# [Work to complete]
1. In the passage about the Humphrey case costs assessment, to what percentage did the District Judge reduce the success fee?
2. Continue the passage about the Humphrey case costs assessment, writing the next part after its final sentence.

# [Selected passage]

■ ■ ■ ■ ■

The reference to the Humphrey case was to one of the cases where the NHS LA as paying party had challenged the Bill of Costs presented by the Firm and the matter had proceeded to detailed assessment before a District Judge as costs judge. The original Bill in that case, which claimed an hourly rate of £400 for all fee earners and a success fee of 100% was for £37,298. Following the detailed assessment on 17 April 2013, the Bill was reduced by DJ McIlwaine to £3,330.35, a 91% reduction. At [20.29] the SDT had cited his observation during the detailed assessment that it was a relatively straightforward matter and there was nothing complex about the case. At [20.30] the SDT had recorded what the District Judge had said in relation to the 100% success fee that it was: “with the greatest of respect, shall we say ambitious. I think the man on the Clapham Omnibus might put it slightly differently.” He reduced the success fee to 25%. The SDT also recorded that having awarded £3,330.36 in costs, the District Judge remarked “Blimey” when he was reminded that the original amount claimed by the Firm was £37,928.

■ ■ ■ ■ ■

# [Data provided]
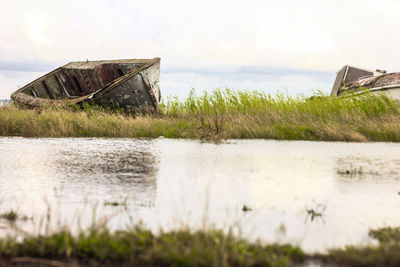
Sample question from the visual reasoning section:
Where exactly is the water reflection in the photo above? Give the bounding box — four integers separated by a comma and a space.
0, 138, 400, 251
0, 138, 158, 211
336, 155, 400, 180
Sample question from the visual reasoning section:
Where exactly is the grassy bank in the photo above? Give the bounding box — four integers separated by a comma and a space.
0, 227, 400, 267
0, 228, 304, 266
0, 89, 400, 142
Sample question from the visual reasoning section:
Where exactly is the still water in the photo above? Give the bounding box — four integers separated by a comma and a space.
0, 137, 400, 252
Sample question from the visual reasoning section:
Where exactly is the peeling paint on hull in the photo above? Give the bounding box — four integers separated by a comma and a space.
331, 65, 400, 100
11, 58, 161, 112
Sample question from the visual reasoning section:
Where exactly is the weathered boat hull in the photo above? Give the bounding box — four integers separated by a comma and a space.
331, 65, 400, 100
11, 58, 161, 112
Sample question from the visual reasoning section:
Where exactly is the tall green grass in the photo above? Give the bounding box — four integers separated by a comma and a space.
0, 89, 400, 142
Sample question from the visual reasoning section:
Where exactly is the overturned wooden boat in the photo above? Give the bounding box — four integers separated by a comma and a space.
331, 65, 400, 100
11, 58, 161, 112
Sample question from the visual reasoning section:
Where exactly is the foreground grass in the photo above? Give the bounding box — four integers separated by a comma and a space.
0, 89, 400, 142
0, 227, 400, 267
0, 228, 304, 266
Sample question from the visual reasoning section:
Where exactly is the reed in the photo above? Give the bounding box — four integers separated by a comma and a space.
0, 227, 304, 266
0, 89, 400, 142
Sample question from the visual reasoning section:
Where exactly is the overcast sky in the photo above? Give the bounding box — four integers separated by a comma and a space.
0, 0, 400, 98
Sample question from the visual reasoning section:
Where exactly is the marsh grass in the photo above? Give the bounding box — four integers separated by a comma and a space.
0, 89, 400, 141
320, 227, 400, 267
0, 227, 304, 266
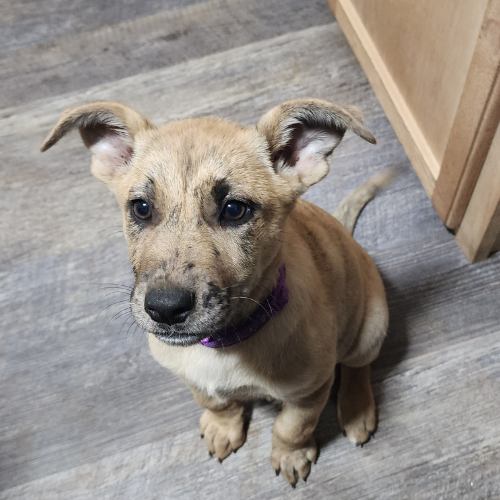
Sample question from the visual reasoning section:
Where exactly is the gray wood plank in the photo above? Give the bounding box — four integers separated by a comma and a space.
3, 331, 500, 500
0, 0, 333, 108
0, 24, 426, 274
0, 0, 202, 53
0, 0, 500, 500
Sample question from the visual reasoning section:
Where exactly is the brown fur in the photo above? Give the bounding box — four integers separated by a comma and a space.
42, 99, 388, 486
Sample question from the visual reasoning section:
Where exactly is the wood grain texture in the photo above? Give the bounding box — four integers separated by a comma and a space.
0, 0, 332, 108
0, 0, 201, 53
340, 0, 488, 165
0, 0, 500, 500
433, 0, 500, 229
457, 123, 500, 262
329, 0, 439, 197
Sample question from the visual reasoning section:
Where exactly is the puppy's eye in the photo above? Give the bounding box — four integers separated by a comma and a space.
222, 200, 249, 220
132, 200, 152, 220
220, 200, 252, 226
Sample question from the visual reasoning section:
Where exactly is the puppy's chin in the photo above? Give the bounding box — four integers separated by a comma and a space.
153, 332, 203, 347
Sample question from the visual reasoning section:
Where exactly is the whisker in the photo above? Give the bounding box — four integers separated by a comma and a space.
231, 297, 272, 319
96, 299, 128, 317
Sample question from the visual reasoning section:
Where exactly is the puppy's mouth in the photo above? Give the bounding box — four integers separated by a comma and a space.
130, 284, 230, 346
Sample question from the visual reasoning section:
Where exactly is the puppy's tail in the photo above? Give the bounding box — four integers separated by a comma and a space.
332, 168, 399, 234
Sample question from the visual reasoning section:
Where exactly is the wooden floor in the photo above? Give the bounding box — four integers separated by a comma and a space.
0, 0, 500, 500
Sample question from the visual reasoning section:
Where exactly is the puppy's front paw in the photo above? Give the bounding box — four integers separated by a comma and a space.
271, 436, 318, 488
338, 384, 377, 445
200, 410, 246, 462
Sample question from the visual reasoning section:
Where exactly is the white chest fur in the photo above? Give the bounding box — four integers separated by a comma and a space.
149, 334, 286, 399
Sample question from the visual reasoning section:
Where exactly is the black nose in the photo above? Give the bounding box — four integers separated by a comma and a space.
144, 288, 194, 325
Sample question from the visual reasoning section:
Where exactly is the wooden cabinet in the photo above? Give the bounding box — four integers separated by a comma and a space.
329, 0, 500, 261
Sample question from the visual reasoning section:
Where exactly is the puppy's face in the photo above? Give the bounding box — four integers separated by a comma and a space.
115, 118, 293, 343
42, 100, 373, 345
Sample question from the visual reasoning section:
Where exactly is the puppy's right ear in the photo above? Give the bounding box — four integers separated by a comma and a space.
40, 101, 155, 183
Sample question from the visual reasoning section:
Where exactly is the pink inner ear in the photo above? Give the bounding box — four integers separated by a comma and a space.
290, 129, 342, 186
90, 133, 134, 177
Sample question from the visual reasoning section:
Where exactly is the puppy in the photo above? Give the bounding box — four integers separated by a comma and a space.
41, 99, 388, 486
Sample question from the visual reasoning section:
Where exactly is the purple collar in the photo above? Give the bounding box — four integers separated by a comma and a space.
201, 264, 288, 348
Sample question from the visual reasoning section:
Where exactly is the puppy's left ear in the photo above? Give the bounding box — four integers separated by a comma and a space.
257, 99, 377, 194
40, 101, 155, 184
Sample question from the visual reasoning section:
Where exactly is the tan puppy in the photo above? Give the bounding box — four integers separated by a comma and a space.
42, 99, 388, 486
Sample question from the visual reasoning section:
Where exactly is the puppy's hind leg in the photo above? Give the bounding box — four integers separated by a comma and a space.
337, 364, 377, 445
191, 387, 246, 462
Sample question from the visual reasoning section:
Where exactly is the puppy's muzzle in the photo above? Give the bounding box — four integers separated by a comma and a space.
144, 288, 195, 326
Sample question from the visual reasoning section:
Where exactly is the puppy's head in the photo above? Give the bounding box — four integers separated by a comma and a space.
42, 99, 375, 345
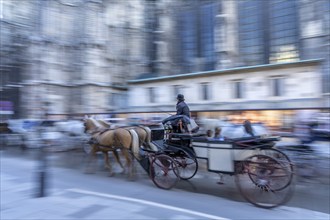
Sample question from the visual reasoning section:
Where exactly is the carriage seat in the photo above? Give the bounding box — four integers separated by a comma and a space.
162, 115, 199, 133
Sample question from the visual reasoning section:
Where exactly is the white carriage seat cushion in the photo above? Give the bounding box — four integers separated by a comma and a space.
187, 119, 199, 133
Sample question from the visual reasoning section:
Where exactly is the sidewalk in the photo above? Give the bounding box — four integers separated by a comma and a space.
0, 166, 225, 220
0, 152, 330, 220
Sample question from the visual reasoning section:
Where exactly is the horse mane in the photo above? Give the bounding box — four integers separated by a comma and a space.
96, 119, 111, 128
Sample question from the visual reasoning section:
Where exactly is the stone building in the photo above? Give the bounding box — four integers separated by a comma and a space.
0, 0, 330, 120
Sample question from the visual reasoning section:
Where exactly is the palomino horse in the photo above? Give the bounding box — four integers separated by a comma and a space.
84, 117, 140, 178
96, 119, 158, 174
97, 119, 157, 151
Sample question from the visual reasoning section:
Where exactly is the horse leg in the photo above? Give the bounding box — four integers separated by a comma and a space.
103, 151, 114, 176
122, 149, 133, 180
85, 144, 98, 173
112, 149, 125, 173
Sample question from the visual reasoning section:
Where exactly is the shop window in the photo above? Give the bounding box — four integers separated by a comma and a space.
148, 87, 155, 103
201, 83, 211, 100
233, 80, 244, 99
270, 77, 284, 96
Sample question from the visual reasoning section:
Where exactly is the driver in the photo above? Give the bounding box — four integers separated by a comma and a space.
176, 94, 190, 118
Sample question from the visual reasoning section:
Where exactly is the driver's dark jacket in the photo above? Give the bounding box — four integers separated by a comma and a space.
176, 101, 190, 118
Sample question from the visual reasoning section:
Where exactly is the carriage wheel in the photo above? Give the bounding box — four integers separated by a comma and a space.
253, 148, 294, 190
83, 144, 92, 154
173, 155, 198, 180
149, 154, 180, 189
235, 154, 293, 208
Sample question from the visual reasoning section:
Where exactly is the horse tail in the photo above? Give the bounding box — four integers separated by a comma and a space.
128, 129, 140, 159
143, 127, 158, 151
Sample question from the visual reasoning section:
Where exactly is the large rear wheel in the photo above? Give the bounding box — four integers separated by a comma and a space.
235, 154, 293, 208
257, 148, 295, 190
149, 154, 180, 189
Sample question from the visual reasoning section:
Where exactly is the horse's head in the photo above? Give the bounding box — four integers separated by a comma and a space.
84, 116, 97, 133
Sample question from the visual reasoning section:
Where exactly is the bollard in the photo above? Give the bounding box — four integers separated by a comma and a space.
36, 146, 47, 198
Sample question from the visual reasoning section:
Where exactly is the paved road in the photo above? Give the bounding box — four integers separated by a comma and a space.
1, 146, 330, 219
0, 152, 330, 220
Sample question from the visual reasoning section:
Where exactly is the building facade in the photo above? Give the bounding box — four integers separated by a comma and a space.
0, 0, 330, 120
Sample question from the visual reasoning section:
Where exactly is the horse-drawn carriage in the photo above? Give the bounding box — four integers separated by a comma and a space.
139, 118, 293, 208
85, 116, 293, 208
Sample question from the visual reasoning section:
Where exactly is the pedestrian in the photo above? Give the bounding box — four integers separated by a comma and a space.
213, 127, 225, 141
243, 120, 255, 137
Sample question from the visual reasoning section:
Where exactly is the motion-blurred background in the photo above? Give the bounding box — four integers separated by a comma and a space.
0, 0, 330, 145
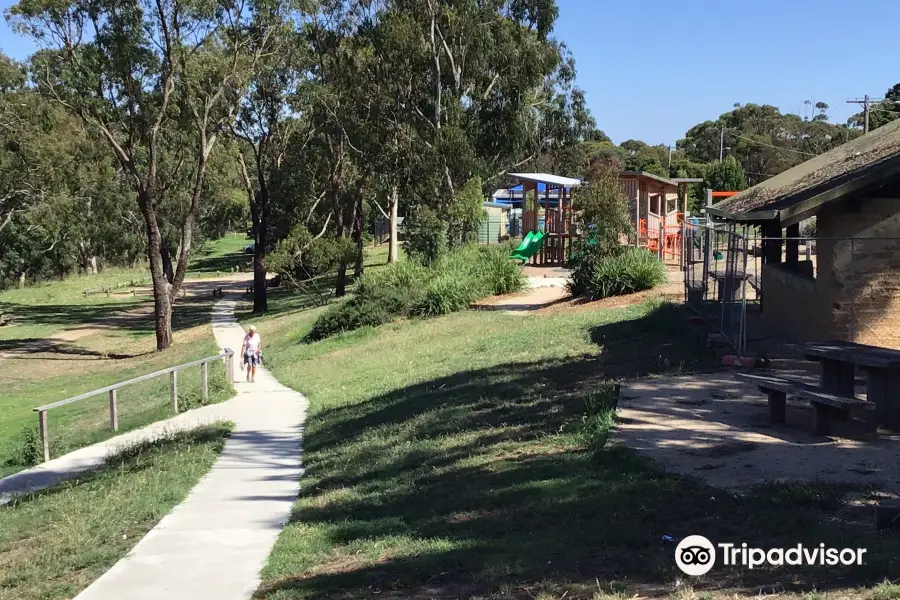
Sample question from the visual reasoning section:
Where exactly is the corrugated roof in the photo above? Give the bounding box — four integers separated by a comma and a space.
713, 119, 900, 214
509, 173, 581, 187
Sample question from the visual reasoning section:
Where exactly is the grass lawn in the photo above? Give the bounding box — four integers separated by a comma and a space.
0, 424, 231, 600
0, 237, 243, 477
248, 297, 900, 600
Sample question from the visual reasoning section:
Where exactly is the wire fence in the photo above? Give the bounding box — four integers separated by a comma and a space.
681, 222, 752, 354
681, 222, 900, 355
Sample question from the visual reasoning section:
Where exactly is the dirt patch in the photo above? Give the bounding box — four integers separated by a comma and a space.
0, 273, 252, 380
472, 286, 569, 314
613, 373, 900, 496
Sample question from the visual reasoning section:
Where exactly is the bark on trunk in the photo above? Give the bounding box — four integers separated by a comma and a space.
352, 190, 365, 279
253, 223, 269, 315
388, 188, 399, 263
334, 261, 347, 298
138, 190, 172, 351
159, 240, 175, 284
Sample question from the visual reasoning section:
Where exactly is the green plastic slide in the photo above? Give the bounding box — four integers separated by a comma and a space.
510, 231, 546, 262
513, 231, 534, 254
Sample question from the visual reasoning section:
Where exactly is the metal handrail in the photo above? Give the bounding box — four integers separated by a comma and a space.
32, 348, 234, 462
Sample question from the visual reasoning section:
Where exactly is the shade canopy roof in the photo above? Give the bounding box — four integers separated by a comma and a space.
509, 173, 581, 187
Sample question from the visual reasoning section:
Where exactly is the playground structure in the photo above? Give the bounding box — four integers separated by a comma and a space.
619, 171, 703, 259
494, 171, 738, 267
502, 173, 581, 266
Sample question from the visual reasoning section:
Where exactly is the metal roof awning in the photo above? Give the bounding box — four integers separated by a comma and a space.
508, 173, 581, 187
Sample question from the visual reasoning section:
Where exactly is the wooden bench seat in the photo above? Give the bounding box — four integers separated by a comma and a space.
734, 373, 876, 435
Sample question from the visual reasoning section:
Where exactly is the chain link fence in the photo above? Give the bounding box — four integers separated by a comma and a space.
682, 222, 900, 355
681, 221, 750, 354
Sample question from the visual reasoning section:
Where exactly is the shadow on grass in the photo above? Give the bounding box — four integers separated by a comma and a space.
188, 248, 253, 275
259, 305, 900, 599
0, 296, 223, 346
0, 422, 233, 510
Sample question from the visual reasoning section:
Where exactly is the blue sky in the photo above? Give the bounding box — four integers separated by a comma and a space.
0, 0, 900, 144
556, 0, 900, 144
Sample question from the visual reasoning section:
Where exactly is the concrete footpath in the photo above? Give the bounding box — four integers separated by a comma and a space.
0, 299, 306, 600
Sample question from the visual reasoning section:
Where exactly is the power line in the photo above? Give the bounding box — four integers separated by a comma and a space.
847, 94, 884, 133
728, 131, 818, 156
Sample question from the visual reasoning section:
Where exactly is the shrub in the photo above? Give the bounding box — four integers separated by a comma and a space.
305, 244, 525, 342
447, 177, 487, 248
356, 260, 429, 296
403, 206, 447, 265
305, 288, 417, 342
570, 248, 666, 300
800, 217, 818, 238
579, 381, 619, 452
412, 272, 480, 317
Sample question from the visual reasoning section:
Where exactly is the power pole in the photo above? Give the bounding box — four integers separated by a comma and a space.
847, 94, 881, 133
719, 125, 725, 161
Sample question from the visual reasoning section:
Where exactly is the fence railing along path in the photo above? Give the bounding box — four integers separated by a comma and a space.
32, 348, 234, 462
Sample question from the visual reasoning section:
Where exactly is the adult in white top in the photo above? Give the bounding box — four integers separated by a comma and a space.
241, 325, 262, 383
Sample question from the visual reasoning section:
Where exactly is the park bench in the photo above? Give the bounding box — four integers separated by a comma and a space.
804, 341, 900, 431
735, 373, 876, 435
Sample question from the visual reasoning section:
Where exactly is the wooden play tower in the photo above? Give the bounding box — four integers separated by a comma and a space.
509, 173, 581, 266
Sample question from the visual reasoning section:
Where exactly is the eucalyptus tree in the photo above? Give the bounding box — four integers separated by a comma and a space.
9, 0, 274, 350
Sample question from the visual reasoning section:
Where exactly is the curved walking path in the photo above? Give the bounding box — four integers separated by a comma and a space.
0, 299, 306, 600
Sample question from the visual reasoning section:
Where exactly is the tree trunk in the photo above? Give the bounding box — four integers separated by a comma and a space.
352, 186, 365, 279
334, 260, 347, 298
253, 223, 269, 315
388, 187, 399, 263
159, 240, 175, 284
138, 190, 172, 352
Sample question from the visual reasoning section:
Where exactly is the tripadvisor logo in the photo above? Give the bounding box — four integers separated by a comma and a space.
675, 535, 867, 576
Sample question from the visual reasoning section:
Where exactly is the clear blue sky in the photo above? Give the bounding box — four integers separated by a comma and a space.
0, 0, 900, 144
556, 0, 900, 144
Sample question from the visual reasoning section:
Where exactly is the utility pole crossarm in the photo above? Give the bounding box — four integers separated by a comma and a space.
847, 94, 883, 133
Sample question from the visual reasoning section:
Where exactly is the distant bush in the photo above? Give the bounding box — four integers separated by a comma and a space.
306, 288, 418, 342
306, 245, 525, 342
569, 248, 666, 300
412, 272, 483, 317
403, 206, 448, 265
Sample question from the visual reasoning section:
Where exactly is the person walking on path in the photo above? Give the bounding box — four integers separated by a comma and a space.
241, 325, 262, 383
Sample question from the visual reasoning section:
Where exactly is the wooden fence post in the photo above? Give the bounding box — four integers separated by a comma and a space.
169, 371, 178, 413
109, 390, 119, 431
200, 363, 209, 404
38, 410, 50, 462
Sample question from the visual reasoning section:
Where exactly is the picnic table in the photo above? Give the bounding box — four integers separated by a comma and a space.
709, 269, 750, 302
804, 341, 900, 430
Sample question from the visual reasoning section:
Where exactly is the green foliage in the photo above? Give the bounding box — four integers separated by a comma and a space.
572, 163, 632, 255
411, 269, 482, 317
800, 217, 818, 238
306, 245, 525, 342
403, 206, 448, 265
569, 248, 666, 300
578, 380, 619, 453
447, 177, 487, 249
266, 223, 356, 282
306, 288, 418, 342
703, 156, 747, 192
9, 426, 44, 467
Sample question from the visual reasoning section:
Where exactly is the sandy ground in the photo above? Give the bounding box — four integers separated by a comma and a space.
474, 266, 684, 315
614, 370, 900, 496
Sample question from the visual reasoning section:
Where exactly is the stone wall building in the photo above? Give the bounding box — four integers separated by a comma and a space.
707, 121, 900, 349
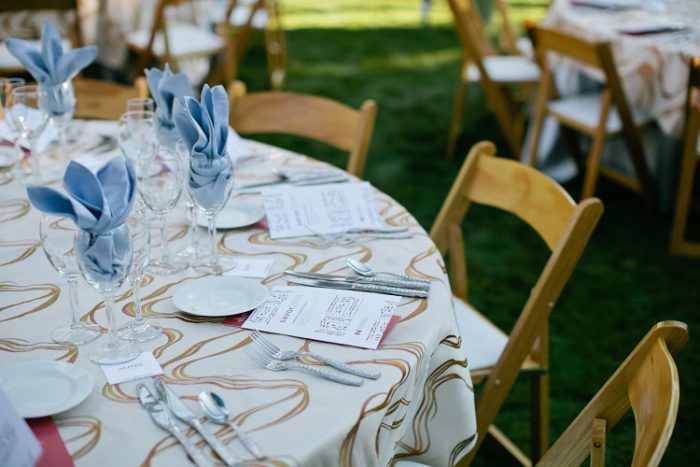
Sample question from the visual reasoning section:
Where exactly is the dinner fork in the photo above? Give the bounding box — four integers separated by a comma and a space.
250, 331, 381, 379
243, 347, 364, 386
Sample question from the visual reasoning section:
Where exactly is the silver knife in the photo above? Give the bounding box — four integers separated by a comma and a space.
136, 384, 214, 467
153, 378, 243, 467
284, 270, 430, 290
287, 276, 428, 298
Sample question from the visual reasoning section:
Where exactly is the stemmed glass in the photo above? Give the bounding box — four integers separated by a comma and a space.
39, 80, 76, 165
136, 146, 187, 274
0, 77, 26, 180
39, 215, 102, 345
190, 153, 234, 274
5, 86, 48, 183
117, 201, 163, 342
74, 223, 141, 365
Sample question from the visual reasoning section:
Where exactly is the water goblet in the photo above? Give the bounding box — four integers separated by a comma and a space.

■ ■ ■ ■ ■

# [Exercise answers]
1. 25%

2.
10

Returning to [20.62] of the judgment in the present case, having referred to some of the expert evidence, the SDT continued:

“The Tribunal accepted that with the £400.00 hourly rate being contained in the CFA [i.e. the Conditional Fee Agreement between the Firm and its client], there was no breach of the costs rules in including that rate in the Bills. However, the costs rules also required Bills to be proportionate. This was not a question of technical costs rules breaches; that had been conceded by the Applicant. The question was, as described by Mr James, an ethical one. The Tribunal agreed with DJ Besford's assessment that this was not a commercially negotiated rate. In fact, the rate was one which the clients knew they would never be required to pay given the system operated by the Firm. The Tribunal found that the First Respondent had set the rate at an artificially high level in the knowledge that the clients would not object, so that he could maximise costs without regard for the need for those costs to be reasonable and proportionate.”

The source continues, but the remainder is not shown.